Rewrite the data below, replacing "top-left" with "upper-left" everywhere it appears and leaving everything else untouched.

[Stored records]
□ □ □

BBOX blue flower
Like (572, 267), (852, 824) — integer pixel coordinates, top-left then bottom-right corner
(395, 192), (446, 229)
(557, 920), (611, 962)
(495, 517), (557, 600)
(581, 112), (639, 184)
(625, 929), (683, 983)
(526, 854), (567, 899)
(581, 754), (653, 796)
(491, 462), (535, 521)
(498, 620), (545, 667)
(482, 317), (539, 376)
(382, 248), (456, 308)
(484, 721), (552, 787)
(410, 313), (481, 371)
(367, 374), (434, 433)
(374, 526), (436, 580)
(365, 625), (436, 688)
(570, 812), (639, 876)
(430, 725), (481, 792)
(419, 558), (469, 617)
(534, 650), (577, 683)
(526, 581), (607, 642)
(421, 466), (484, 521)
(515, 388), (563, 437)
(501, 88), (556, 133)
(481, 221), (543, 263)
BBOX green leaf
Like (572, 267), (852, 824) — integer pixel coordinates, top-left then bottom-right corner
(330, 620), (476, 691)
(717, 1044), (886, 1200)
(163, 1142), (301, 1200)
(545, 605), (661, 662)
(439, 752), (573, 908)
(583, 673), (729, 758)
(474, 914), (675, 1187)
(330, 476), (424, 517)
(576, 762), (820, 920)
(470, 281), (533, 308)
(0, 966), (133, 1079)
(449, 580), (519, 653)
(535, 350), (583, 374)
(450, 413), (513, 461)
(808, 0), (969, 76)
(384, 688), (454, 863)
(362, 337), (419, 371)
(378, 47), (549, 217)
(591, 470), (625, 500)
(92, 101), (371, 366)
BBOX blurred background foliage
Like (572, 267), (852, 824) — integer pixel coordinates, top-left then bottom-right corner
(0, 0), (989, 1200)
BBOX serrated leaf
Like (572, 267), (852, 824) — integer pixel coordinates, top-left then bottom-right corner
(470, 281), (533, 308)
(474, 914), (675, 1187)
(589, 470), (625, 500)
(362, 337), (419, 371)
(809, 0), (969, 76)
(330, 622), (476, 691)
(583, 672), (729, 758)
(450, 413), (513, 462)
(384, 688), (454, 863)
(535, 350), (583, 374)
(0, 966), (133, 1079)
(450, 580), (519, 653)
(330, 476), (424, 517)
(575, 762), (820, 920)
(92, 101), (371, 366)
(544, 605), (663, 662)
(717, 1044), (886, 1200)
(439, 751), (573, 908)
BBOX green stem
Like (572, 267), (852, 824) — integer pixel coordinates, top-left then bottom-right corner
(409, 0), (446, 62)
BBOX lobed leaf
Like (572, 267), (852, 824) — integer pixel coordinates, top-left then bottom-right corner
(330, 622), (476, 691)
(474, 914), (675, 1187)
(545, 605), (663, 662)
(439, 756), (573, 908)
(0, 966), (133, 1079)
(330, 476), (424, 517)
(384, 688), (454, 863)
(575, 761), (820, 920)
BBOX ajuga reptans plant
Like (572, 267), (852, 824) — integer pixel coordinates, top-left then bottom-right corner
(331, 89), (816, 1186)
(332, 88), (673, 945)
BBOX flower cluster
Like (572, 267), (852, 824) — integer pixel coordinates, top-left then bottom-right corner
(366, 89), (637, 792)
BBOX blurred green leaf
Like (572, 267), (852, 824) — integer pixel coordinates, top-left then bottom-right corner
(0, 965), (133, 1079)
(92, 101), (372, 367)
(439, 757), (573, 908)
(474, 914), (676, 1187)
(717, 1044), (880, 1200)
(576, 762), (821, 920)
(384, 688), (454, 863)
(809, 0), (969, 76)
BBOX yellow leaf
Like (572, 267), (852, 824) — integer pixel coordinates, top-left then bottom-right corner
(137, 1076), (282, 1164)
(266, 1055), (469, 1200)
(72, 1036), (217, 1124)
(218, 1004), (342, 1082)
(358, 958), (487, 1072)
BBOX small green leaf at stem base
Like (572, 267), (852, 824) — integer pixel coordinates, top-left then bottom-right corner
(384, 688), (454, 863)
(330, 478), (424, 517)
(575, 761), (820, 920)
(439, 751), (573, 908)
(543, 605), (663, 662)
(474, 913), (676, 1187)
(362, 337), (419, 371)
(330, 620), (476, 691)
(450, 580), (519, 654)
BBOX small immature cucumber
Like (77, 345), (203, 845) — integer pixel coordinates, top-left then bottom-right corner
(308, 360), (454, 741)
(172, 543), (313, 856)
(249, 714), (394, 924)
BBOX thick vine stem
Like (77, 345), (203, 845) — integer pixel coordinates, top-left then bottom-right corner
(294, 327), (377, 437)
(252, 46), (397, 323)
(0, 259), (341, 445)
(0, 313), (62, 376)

□ □ □

CORRECT RESPONSE —
BBOX blue flower
Like (572, 267), (852, 824) — integer pixel coordinates, upper-left then bottom-right corner
(395, 192), (446, 229)
(557, 920), (611, 962)
(495, 517), (557, 600)
(581, 112), (639, 184)
(625, 929), (683, 983)
(526, 854), (567, 899)
(581, 754), (653, 796)
(491, 462), (535, 521)
(498, 620), (545, 667)
(482, 317), (539, 376)
(382, 248), (456, 308)
(484, 721), (552, 787)
(410, 313), (481, 371)
(367, 374), (434, 433)
(374, 526), (436, 580)
(365, 625), (436, 688)
(570, 812), (639, 876)
(430, 725), (481, 792)
(419, 558), (469, 617)
(534, 650), (577, 683)
(526, 581), (607, 642)
(421, 466), (484, 521)
(515, 388), (563, 437)
(501, 88), (556, 133)
(481, 221), (543, 263)
BBOX green leaf
Like (572, 267), (852, 824) — integer pixel coordinates, upper-left then bottom-right corner
(330, 620), (476, 691)
(717, 1044), (886, 1200)
(163, 1142), (301, 1200)
(545, 605), (661, 662)
(439, 752), (573, 908)
(583, 673), (729, 758)
(474, 914), (675, 1187)
(330, 476), (424, 517)
(576, 762), (820, 920)
(470, 281), (533, 308)
(0, 966), (133, 1079)
(449, 580), (519, 653)
(535, 350), (583, 374)
(450, 413), (513, 461)
(808, 0), (969, 76)
(384, 688), (454, 863)
(362, 337), (419, 371)
(378, 47), (549, 217)
(591, 470), (625, 500)
(92, 101), (371, 366)
BBOX blurred background foliage
Like (572, 267), (852, 824) — integer pixel coordinates, upper-left then bottom-right corner
(0, 0), (989, 1200)
BBOX serrated leaf
Like (572, 267), (852, 824) — integer pixel coordinates, upper-left then bottom-right corner
(470, 281), (533, 308)
(474, 914), (675, 1187)
(589, 470), (625, 500)
(362, 337), (419, 371)
(809, 0), (969, 76)
(330, 622), (476, 691)
(583, 672), (729, 758)
(450, 413), (513, 462)
(384, 688), (454, 863)
(535, 350), (583, 374)
(0, 966), (133, 1079)
(450, 580), (519, 653)
(330, 476), (424, 517)
(575, 762), (820, 920)
(92, 101), (371, 366)
(544, 605), (663, 662)
(717, 1044), (886, 1200)
(439, 751), (573, 908)
BBOX green stem
Like (572, 267), (852, 824) — integer pixel coordinates, upper-left then bottom-right corner
(409, 0), (446, 62)
BBOX lobed leaf
Like (572, 267), (852, 824) — integer pixel coordinates, upper-left then bottom-right corner
(330, 622), (476, 691)
(474, 914), (675, 1187)
(545, 605), (663, 662)
(439, 756), (573, 908)
(0, 966), (133, 1079)
(330, 476), (424, 517)
(384, 688), (454, 863)
(575, 761), (820, 920)
BBOX ajuga reptans plant
Like (572, 267), (852, 824) — integer pixel coordinates, upper-left then bottom-right corner
(331, 89), (816, 1186)
(332, 88), (673, 945)
BBOX flower cluster
Like (572, 267), (852, 824) — integer pixel coordinates, upper-left then bottom-right corner
(366, 89), (637, 792)
BBOX blurred green leaf
Like (572, 267), (852, 824) — integer pixel coordinates, upper-left then bottom-right corner
(0, 965), (133, 1079)
(92, 101), (372, 367)
(439, 757), (573, 908)
(474, 914), (676, 1187)
(717, 1044), (880, 1200)
(576, 762), (821, 920)
(384, 688), (454, 863)
(809, 0), (969, 76)
BBOX yellow leaf
Like (572, 267), (852, 824) — integer pixel coordinates, upper-left then bottom-right corner
(137, 1076), (282, 1164)
(266, 1055), (469, 1200)
(72, 1036), (217, 1124)
(218, 1004), (342, 1082)
(358, 958), (487, 1072)
BBOX small green leaf at stem base
Like (572, 267), (852, 824) — integer pixel coordinates, upper-left then bottom-right corner
(384, 688), (454, 863)
(330, 478), (424, 517)
(575, 761), (820, 920)
(439, 751), (573, 908)
(543, 605), (663, 662)
(474, 913), (676, 1187)
(362, 337), (419, 371)
(330, 620), (476, 691)
(450, 580), (519, 654)
BBOX small immature cucumber
Like (77, 345), (203, 845) — integer pixel coordinates, upper-left then bottom-right corner
(308, 360), (454, 741)
(172, 543), (313, 856)
(249, 714), (394, 924)
BBOX thick vine stem
Like (77, 345), (203, 845) — integer pixel coordinates, upper-left then bottom-right corner
(294, 327), (377, 437)
(252, 46), (397, 323)
(0, 259), (341, 445)
(0, 313), (62, 376)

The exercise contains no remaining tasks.